[Point annotation dataset records]
::::::::

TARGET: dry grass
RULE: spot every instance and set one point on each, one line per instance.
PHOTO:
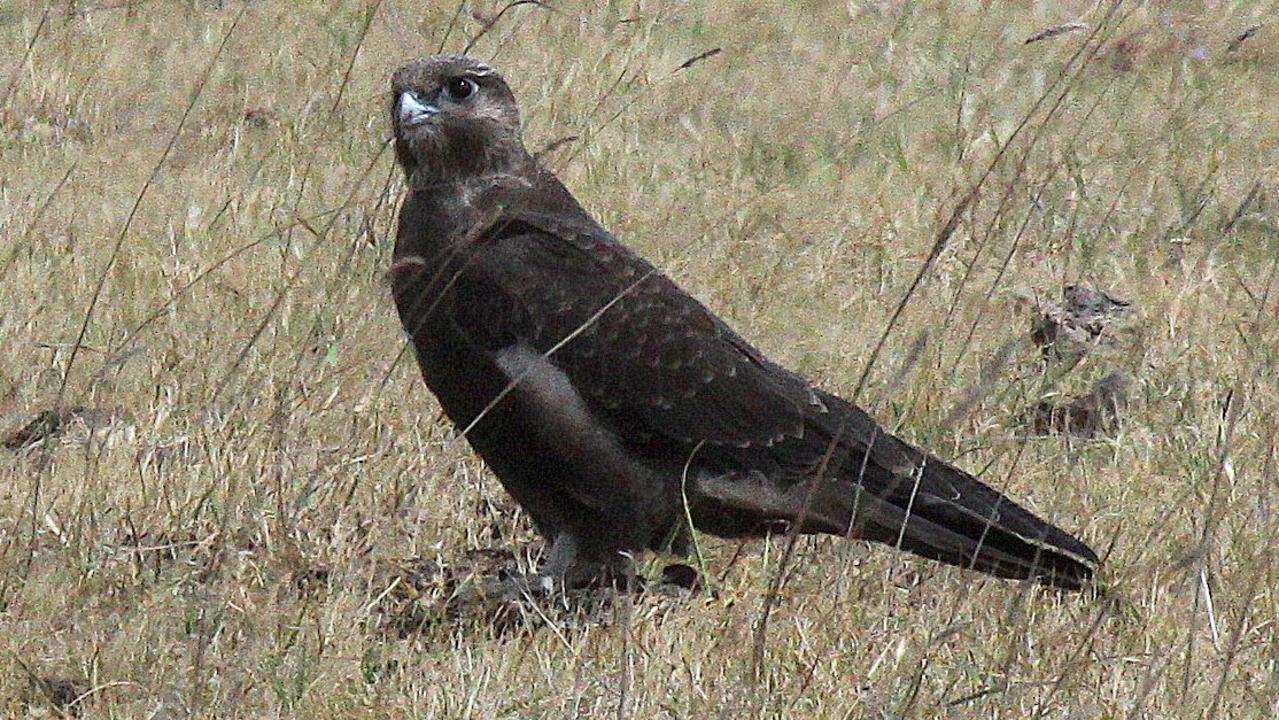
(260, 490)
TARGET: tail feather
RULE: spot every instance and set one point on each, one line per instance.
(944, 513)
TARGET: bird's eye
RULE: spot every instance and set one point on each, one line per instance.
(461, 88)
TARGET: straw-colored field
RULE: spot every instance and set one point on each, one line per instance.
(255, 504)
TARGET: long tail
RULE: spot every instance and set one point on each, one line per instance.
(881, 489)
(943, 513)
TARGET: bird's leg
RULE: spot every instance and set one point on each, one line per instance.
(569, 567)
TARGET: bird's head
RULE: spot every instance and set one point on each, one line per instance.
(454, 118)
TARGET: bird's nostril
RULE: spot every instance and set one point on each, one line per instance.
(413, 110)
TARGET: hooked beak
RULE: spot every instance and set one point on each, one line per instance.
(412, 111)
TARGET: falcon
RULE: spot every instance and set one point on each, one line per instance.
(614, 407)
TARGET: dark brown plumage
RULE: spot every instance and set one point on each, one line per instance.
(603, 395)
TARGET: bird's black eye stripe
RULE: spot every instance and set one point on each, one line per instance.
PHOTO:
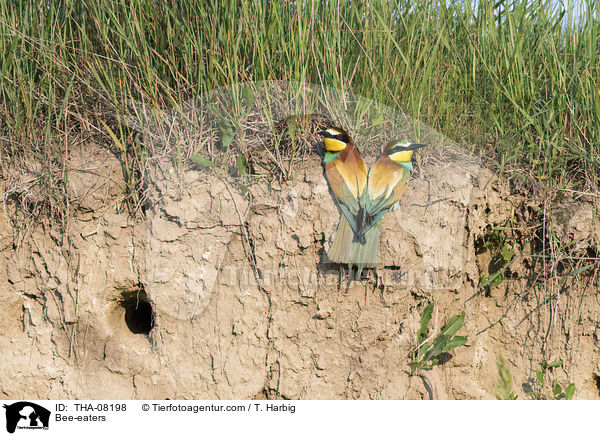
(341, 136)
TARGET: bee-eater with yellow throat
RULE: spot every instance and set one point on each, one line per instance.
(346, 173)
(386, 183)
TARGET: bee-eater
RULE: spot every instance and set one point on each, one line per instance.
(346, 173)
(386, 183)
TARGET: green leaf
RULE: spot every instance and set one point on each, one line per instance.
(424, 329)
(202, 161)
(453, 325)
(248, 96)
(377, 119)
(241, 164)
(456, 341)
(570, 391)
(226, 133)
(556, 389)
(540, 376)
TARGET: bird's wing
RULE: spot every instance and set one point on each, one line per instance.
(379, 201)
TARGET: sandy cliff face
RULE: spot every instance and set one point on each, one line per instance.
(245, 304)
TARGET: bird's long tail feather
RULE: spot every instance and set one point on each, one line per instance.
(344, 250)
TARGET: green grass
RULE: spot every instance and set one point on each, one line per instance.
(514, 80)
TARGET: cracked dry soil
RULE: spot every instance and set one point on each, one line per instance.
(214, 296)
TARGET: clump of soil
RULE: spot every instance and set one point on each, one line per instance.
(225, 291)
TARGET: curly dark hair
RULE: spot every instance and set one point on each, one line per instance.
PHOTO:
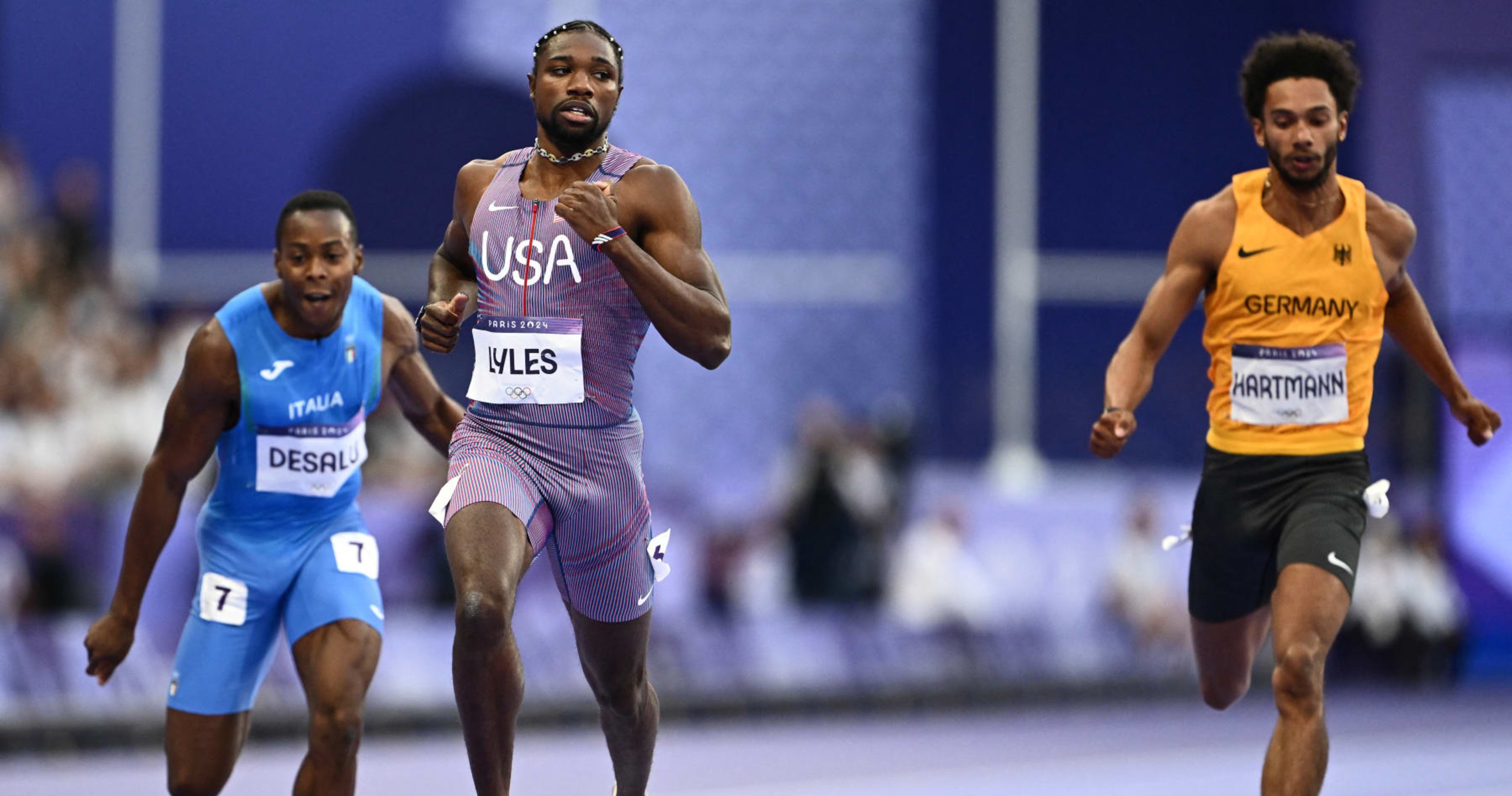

::::::::

- **Set problem**: Copy the listing from the line containing "TARGET: bird's wing" through the end, changing "soil" to "dirt" and keeping everything else the same. Leave the pictures out.

- **Reply**:
TARGET: bird's wing
RULE: spot every instance and set one point on each, one line per instance.
(379, 201)
TARGET: sandy cliff face
RULE: spot every instance and set one point on each, one line per instance.
(245, 304)
TARGET: bird's long tail feather
RULE: spot every instance and set one point on each, one line per instance.
(344, 250)
TARGET: green grass
RULE: spot every instance and set one point on each, one line per instance.
(514, 80)
TARGET: cracked dry dirt
RULE: spot every instance and set one point on each, one line per instance.
(214, 296)
TARGET: clump of dirt
RULE: spot every instance and set one point on each, one line per instance.
(225, 291)
TARGET: curly dark hair
RULE: spot every instance and set one point on each, one line per instance.
PHOTO:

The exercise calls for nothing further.